Assignment: Without including pictures, set down every record exactly as it stands.

:: Supplied material ::

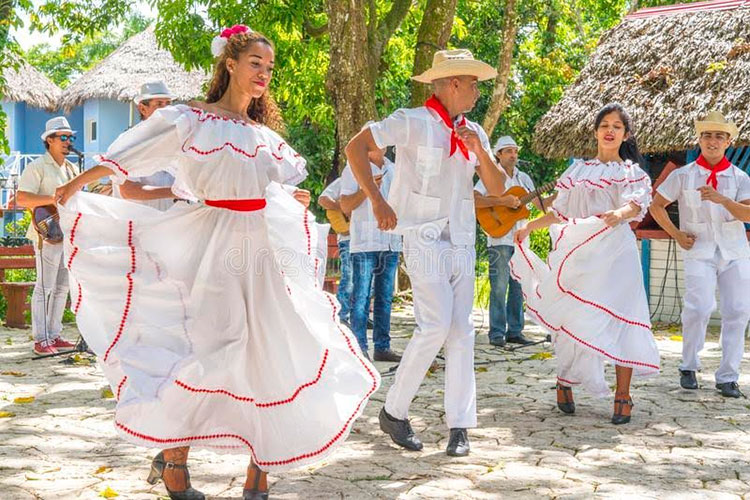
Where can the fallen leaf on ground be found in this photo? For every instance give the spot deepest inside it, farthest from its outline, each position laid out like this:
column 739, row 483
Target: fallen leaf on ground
column 108, row 493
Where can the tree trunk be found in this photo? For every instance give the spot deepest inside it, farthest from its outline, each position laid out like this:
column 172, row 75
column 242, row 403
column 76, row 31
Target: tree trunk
column 356, row 49
column 434, row 31
column 499, row 100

:::

Solution to this exercise:
Where can the fallen leaf on ground be found in this photo? For every instance give the spot deepest inside it, farthest from its outline, each position laid out like this:
column 739, row 483
Target: fallen leaf on ground
column 108, row 493
Where can the tree trunk be found in this photo? For every instance give the spot deepest inside it, farthest from its outline, each position laid out like this:
column 172, row 75
column 242, row 403
column 76, row 31
Target: tree trunk
column 356, row 49
column 434, row 31
column 499, row 100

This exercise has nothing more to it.